═════ Provided passage
This is an archive of the discontinued LLVM Phabricator instance.

clang: Guess at some platform FTZ/DAZ default settings
ClosedPublic

Authored by arsenm on Nov 7 2019, 5:45 PM.

Download Raw Diff

Details

Reviewers

spatel
craig.topper
RKSimon
hfinkel
probinson
andrew.w.kaylor
cameron.mcinally

Summary

This is to avoid performance regressions when the default attribute
behavior is fixed to assume ieee.

I tested the default on x86_64 ubuntu, which seems to default to
FTZ/DAZ, but am guessing for x86 and PS4.

Diff Detail

Event Timeline

arsenm created this revision.Nov 7 2019, 5:45 PM

Herald added a subscriber: wdng. · View Herald TranscriptNov 7 2019, 5:45 PM

arsenm added a parent revision: D69978: Separately track input and output denormal mode.Nov 7 2019, 5:46 PM

craig.topper added a reviewer: andrew.w.kaylor.Nov 7 2019, 6:00 PM

I checked Redhat 7.4 that's on the server I'm using for work. And I had a coworker check his Ubuntu 18.04 system with this program. And both systems printed 1f80 as the value of MXCSR which shows FTZ and DAZ are both 0. Are you seeing something different?

#include <x86intrin.h>
#include <stdio.h>

int main() {
  int csr = _mm_getcsr();
  printf("%x\n", csr);
  return 0;
}

In D69979#1738099, @craig.topper wrote:

I checked Redhat 7.4 that's on the server I'm using for work. And I had a coworker check his Ubuntu 18.04 system with this program. And both systems printed 1f80 as the value of MXCSR which shows FTZ and DAZ are both 0. Are you seeing something different?

AFAIK, x86(-64) Linux is IEEE-compliant by default. It's only when compiling with -ffast-math that clang/gcc link in the startup routine to set FTZ/DAZ. So this patch should use that same mechanism to set the denorm mode. See:
https://reviews.llvm.org/rL165240

@RKSimon - is it the same on PS4?

Also, I may have missed some discussions. Does this patch series replace the proposal to add instruction-level FMF for denorms?
http://lists.llvm.org/pipermail/llvm-dev/2019-September/135183.html

Ie, did we decide that a function-level attribute is good enough?

In D69979#1738723, @spatel wrote:

Also, I may have missed some discussions. Does this patch series replace the proposal to add instruction-level FMF for denorms?
http://lists.llvm.org/pipermail/llvm-dev/2019-September/135183.html

Ie, did we decide that a function-level attribute is good enough?
══════════
Task list:
#1 In the Phabricator review, what reason does the summary give for having the patch guess at platform FTZ/DAZ default settings?
#2 Who are all the reviewers listed in the Phabricator review?
═════ Data records
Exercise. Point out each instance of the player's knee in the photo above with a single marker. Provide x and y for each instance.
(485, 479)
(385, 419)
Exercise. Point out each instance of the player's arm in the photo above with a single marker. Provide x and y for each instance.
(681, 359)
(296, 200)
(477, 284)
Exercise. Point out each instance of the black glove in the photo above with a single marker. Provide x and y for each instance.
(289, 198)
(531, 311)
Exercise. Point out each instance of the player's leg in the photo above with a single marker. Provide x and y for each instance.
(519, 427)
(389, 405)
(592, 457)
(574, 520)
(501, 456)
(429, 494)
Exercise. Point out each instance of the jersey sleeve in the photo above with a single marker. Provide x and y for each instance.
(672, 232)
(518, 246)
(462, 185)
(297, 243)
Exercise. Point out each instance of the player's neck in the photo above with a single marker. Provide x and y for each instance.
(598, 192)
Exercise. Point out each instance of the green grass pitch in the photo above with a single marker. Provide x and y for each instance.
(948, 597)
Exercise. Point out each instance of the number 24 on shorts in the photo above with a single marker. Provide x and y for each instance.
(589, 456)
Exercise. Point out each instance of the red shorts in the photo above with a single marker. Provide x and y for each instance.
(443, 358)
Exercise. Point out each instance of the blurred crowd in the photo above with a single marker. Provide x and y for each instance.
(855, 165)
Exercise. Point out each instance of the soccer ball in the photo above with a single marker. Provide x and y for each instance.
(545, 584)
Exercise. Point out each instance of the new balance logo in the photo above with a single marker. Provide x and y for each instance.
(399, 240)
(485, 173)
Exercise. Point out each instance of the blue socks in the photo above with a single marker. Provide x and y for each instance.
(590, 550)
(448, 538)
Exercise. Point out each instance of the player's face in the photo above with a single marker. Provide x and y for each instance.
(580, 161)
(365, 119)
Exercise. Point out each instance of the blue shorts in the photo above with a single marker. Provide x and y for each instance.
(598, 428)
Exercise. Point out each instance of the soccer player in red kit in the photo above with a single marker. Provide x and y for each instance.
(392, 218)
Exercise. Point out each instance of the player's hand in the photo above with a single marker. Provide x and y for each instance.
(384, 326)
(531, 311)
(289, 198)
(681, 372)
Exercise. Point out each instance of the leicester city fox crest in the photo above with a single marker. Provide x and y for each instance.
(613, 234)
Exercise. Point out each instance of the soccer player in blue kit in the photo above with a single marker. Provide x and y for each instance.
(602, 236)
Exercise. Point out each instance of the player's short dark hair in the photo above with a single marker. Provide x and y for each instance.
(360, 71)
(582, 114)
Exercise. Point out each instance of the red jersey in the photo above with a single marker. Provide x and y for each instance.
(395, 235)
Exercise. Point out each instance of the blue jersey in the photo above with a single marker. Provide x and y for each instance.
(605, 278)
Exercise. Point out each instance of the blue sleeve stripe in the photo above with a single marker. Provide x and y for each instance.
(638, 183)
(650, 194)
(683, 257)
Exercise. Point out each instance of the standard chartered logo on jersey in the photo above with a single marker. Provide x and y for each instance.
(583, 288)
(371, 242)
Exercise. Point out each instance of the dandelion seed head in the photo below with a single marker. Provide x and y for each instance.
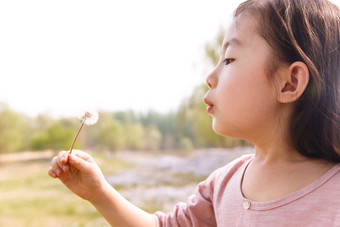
(89, 117)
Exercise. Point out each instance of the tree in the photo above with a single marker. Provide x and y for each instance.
(11, 138)
(111, 136)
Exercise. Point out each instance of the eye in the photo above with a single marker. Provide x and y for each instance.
(227, 61)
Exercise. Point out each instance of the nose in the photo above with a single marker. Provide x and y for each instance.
(211, 79)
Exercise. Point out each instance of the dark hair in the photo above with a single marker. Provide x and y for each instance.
(307, 31)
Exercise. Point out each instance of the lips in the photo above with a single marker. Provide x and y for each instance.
(210, 106)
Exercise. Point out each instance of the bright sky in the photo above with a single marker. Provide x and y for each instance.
(58, 57)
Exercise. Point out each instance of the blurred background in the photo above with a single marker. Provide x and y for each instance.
(142, 65)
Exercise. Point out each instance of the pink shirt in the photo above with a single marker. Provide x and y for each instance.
(218, 201)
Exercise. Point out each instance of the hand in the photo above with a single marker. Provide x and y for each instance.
(85, 180)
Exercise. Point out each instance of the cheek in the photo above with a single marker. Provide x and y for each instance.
(244, 103)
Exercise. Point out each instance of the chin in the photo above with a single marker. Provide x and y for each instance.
(222, 130)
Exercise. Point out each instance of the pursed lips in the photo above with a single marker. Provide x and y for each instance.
(210, 105)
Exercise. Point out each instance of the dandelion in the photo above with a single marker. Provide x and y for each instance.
(87, 118)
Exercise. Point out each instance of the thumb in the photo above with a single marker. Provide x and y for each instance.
(79, 163)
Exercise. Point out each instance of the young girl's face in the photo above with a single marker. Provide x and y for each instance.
(241, 100)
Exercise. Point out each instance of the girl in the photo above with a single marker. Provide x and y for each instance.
(277, 86)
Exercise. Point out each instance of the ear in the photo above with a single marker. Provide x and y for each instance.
(293, 82)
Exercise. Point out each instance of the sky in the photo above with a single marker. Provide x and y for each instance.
(60, 57)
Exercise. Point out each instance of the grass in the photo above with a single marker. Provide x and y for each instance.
(29, 197)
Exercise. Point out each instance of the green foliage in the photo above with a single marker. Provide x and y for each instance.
(11, 126)
(135, 136)
(56, 137)
(186, 129)
(111, 136)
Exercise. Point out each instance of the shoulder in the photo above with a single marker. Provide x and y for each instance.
(231, 168)
(225, 173)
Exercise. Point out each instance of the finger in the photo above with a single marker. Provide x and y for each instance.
(55, 167)
(63, 157)
(83, 155)
(79, 163)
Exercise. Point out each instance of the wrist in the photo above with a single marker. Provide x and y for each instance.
(102, 194)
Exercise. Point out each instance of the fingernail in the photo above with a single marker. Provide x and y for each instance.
(58, 172)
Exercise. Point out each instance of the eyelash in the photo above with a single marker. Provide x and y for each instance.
(227, 61)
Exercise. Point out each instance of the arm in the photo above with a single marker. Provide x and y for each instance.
(88, 182)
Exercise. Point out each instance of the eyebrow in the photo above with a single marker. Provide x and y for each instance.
(233, 41)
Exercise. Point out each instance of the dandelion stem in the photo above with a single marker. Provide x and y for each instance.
(74, 141)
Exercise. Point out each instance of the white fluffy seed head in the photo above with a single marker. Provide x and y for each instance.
(89, 117)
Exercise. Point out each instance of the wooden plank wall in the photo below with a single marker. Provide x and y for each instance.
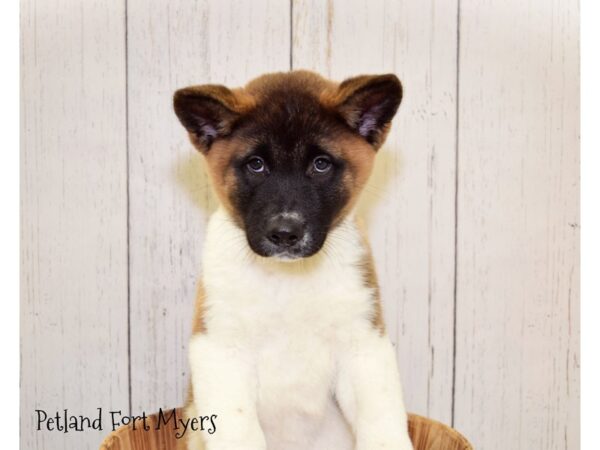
(473, 209)
(73, 215)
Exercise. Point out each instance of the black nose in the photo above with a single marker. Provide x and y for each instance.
(285, 231)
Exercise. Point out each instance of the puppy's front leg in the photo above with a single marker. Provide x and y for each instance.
(370, 395)
(224, 383)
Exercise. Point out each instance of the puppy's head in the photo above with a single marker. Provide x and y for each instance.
(289, 153)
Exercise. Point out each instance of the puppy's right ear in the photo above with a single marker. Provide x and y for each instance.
(207, 112)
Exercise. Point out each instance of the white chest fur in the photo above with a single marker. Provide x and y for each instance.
(277, 330)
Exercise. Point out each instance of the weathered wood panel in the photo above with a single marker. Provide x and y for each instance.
(517, 365)
(73, 215)
(171, 45)
(409, 204)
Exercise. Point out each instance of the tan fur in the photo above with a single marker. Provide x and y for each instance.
(360, 157)
(198, 325)
(370, 280)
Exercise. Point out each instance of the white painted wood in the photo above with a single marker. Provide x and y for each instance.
(172, 45)
(73, 215)
(517, 363)
(409, 203)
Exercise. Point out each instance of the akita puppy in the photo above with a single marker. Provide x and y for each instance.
(289, 348)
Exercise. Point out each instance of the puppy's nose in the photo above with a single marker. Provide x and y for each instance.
(285, 231)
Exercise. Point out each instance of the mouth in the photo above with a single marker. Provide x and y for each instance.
(308, 245)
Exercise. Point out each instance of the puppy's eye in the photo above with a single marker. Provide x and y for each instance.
(322, 164)
(256, 165)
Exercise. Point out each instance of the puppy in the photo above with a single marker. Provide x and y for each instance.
(289, 348)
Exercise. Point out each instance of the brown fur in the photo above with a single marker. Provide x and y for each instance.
(367, 267)
(198, 325)
(333, 97)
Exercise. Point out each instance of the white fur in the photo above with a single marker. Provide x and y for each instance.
(287, 345)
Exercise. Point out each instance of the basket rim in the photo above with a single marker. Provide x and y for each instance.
(413, 419)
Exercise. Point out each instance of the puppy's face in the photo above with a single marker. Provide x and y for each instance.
(289, 153)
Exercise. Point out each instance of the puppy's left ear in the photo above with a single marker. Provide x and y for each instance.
(368, 104)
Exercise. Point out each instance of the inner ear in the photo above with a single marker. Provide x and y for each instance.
(368, 104)
(207, 112)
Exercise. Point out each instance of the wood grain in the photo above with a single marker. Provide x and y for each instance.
(172, 45)
(73, 215)
(409, 203)
(517, 353)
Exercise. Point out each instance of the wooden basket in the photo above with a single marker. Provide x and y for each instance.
(426, 434)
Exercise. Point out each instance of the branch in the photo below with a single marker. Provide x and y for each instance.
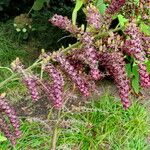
(64, 51)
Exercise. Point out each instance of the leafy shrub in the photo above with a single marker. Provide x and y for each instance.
(99, 52)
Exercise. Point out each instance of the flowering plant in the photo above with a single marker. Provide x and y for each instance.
(100, 51)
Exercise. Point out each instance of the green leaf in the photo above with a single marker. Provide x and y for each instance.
(2, 138)
(78, 5)
(122, 20)
(145, 28)
(38, 4)
(135, 79)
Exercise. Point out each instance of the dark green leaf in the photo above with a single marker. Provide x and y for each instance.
(38, 4)
(128, 69)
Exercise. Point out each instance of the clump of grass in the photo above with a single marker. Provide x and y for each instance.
(34, 137)
(103, 124)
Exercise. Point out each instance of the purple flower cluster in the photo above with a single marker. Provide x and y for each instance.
(133, 46)
(73, 74)
(6, 110)
(144, 76)
(93, 17)
(91, 57)
(64, 23)
(115, 6)
(146, 44)
(115, 65)
(57, 86)
(32, 84)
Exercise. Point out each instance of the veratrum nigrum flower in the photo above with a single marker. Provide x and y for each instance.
(91, 56)
(31, 83)
(93, 17)
(64, 23)
(73, 74)
(115, 6)
(133, 46)
(57, 85)
(7, 110)
(115, 65)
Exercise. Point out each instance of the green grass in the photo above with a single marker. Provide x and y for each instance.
(100, 125)
(34, 137)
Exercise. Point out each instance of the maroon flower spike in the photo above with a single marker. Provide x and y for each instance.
(115, 65)
(64, 23)
(87, 38)
(133, 46)
(91, 56)
(73, 74)
(4, 127)
(31, 83)
(57, 86)
(144, 76)
(115, 6)
(11, 114)
(93, 17)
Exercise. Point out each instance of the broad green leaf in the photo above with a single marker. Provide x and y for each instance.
(122, 20)
(2, 138)
(135, 79)
(145, 28)
(78, 5)
(38, 4)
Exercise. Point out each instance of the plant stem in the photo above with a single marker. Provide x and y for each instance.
(55, 132)
(64, 51)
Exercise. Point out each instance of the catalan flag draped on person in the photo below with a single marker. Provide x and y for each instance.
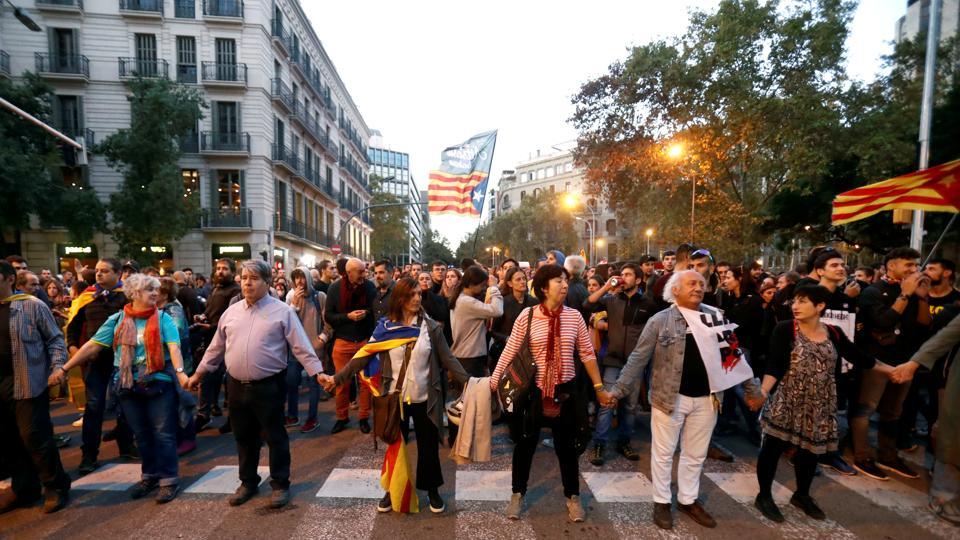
(395, 473)
(936, 189)
(459, 186)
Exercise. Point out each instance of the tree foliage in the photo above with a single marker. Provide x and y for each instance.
(752, 92)
(391, 235)
(538, 225)
(32, 177)
(150, 207)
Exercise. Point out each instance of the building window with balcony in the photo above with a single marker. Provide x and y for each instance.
(187, 59)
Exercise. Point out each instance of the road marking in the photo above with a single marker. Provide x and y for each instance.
(111, 477)
(899, 498)
(224, 479)
(352, 484)
(742, 487)
(484, 485)
(622, 487)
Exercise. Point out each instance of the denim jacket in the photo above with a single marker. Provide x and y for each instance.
(664, 339)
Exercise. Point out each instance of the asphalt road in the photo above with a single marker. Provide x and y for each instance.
(335, 492)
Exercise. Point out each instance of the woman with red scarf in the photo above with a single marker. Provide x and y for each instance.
(146, 347)
(555, 332)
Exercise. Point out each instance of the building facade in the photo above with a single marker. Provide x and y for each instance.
(279, 161)
(555, 172)
(393, 169)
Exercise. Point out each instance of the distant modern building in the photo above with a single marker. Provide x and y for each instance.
(279, 161)
(393, 168)
(554, 171)
(917, 19)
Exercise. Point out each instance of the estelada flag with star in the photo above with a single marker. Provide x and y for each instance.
(459, 186)
(936, 189)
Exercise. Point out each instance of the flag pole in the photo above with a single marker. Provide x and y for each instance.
(476, 233)
(926, 113)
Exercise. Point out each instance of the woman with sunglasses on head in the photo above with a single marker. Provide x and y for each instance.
(555, 332)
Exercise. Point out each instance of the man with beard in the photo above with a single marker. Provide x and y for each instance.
(225, 288)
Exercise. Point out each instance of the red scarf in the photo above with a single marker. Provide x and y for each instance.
(125, 337)
(552, 376)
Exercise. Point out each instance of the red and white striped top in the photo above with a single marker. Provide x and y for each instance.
(573, 333)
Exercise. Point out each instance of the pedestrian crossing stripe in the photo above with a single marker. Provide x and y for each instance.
(224, 479)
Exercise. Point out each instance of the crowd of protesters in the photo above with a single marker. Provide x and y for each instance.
(797, 362)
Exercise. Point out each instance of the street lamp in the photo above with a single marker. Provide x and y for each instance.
(676, 152)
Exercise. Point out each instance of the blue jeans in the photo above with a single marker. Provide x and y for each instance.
(153, 419)
(626, 408)
(294, 376)
(97, 381)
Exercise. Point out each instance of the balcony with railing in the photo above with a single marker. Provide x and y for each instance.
(237, 217)
(143, 67)
(281, 36)
(287, 158)
(282, 94)
(218, 74)
(152, 9)
(185, 9)
(60, 6)
(4, 64)
(63, 66)
(230, 143)
(223, 10)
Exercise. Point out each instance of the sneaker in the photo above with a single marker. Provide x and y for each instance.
(515, 506)
(837, 463)
(88, 465)
(768, 508)
(436, 502)
(628, 452)
(869, 468)
(55, 499)
(898, 466)
(141, 488)
(807, 504)
(662, 516)
(339, 426)
(575, 511)
(697, 513)
(243, 494)
(385, 505)
(309, 426)
(167, 493)
(185, 447)
(597, 458)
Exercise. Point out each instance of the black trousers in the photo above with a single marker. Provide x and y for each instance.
(429, 475)
(804, 465)
(256, 412)
(563, 445)
(27, 448)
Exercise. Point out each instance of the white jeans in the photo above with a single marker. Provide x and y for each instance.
(693, 418)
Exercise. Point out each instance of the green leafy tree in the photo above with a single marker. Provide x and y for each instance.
(391, 235)
(150, 207)
(750, 91)
(33, 179)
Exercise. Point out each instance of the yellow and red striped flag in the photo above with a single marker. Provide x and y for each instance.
(459, 186)
(936, 189)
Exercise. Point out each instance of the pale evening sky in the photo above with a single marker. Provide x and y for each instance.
(430, 74)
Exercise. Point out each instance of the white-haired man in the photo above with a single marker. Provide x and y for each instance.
(695, 357)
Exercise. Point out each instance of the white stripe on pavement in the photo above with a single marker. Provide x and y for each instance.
(742, 487)
(110, 477)
(224, 479)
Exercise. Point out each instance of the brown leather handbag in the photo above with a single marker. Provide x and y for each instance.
(386, 408)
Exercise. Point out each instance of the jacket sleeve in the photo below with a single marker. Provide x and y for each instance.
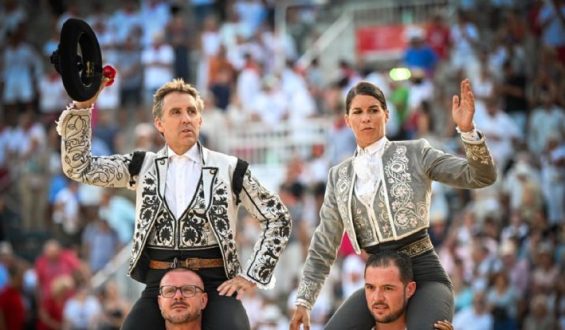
(323, 248)
(477, 170)
(76, 159)
(275, 222)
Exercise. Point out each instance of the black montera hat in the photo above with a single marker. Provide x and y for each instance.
(78, 60)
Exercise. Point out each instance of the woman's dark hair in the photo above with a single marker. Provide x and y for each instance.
(365, 88)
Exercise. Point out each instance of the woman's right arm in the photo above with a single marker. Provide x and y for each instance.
(323, 249)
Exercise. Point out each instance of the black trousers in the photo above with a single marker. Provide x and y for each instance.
(221, 313)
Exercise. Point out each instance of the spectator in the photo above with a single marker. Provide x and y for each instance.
(12, 310)
(52, 264)
(539, 316)
(114, 307)
(100, 243)
(475, 317)
(82, 310)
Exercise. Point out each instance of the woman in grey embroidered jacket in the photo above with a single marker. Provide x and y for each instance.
(187, 198)
(381, 198)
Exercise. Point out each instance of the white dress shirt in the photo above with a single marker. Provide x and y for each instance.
(183, 175)
(368, 167)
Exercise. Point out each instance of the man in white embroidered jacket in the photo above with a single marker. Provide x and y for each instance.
(186, 208)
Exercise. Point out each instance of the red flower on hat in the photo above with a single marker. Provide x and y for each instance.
(109, 72)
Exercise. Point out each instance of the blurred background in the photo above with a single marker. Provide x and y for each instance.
(273, 75)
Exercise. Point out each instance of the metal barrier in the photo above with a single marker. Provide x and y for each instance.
(338, 41)
(259, 144)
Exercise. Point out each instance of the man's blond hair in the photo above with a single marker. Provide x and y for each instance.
(176, 85)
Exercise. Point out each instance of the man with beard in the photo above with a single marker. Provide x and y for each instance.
(389, 283)
(182, 299)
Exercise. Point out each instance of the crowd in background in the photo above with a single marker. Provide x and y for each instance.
(503, 246)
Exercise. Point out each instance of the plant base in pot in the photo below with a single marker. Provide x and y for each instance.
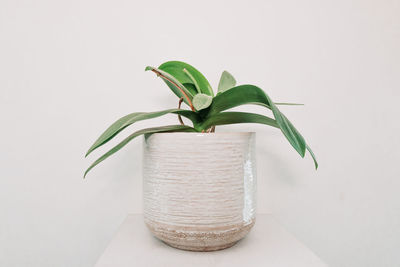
(199, 186)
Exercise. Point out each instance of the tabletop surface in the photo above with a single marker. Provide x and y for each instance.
(268, 244)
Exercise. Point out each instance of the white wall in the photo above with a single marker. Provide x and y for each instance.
(70, 68)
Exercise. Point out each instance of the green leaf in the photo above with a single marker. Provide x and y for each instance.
(169, 128)
(191, 88)
(250, 94)
(175, 68)
(129, 119)
(237, 117)
(196, 85)
(226, 82)
(288, 104)
(173, 84)
(201, 101)
(313, 156)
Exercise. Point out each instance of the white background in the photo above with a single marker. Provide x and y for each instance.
(68, 69)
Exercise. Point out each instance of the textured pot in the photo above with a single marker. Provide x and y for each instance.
(199, 189)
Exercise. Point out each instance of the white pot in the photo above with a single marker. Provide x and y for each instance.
(199, 188)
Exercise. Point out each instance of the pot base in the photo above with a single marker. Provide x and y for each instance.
(200, 249)
(200, 238)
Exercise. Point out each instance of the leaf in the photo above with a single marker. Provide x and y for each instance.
(175, 68)
(237, 117)
(226, 82)
(129, 119)
(288, 104)
(250, 94)
(174, 85)
(313, 156)
(191, 88)
(169, 128)
(196, 85)
(201, 101)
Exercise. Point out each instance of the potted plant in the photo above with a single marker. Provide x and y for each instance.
(199, 185)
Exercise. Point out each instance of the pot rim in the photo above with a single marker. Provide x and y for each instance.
(204, 134)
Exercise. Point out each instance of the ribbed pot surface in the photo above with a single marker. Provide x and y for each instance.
(199, 189)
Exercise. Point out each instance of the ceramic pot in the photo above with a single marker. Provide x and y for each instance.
(199, 188)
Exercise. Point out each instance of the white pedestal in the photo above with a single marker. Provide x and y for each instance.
(268, 244)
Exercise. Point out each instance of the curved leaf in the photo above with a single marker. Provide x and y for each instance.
(129, 119)
(237, 117)
(169, 128)
(174, 85)
(251, 94)
(175, 68)
(226, 82)
(201, 101)
(196, 85)
(313, 156)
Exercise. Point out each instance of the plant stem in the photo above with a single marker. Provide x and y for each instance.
(177, 86)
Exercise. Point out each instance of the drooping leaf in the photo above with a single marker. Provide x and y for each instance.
(201, 101)
(313, 156)
(250, 94)
(226, 82)
(191, 88)
(175, 68)
(196, 85)
(176, 86)
(169, 128)
(237, 117)
(288, 104)
(129, 119)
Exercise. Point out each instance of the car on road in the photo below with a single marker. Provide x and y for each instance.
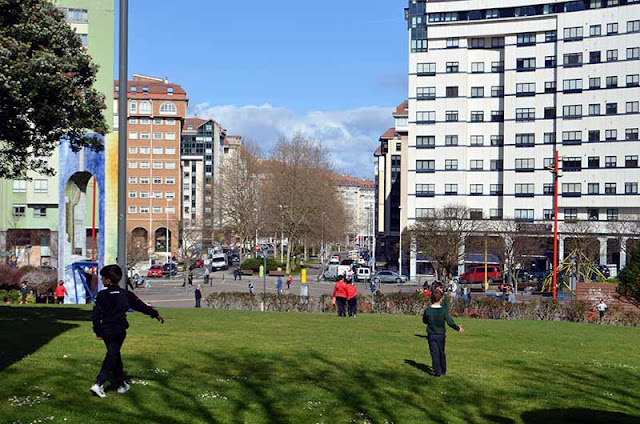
══════════
Results:
#1 It is meant to avoid performance regressions once the default attribute behavior is fixed to assume IEEE.

#2
- spatel
- craig.topper
- RKSimon
- hfinkel
- probinson
- andrew.w.kaylor
- cameron.mcinally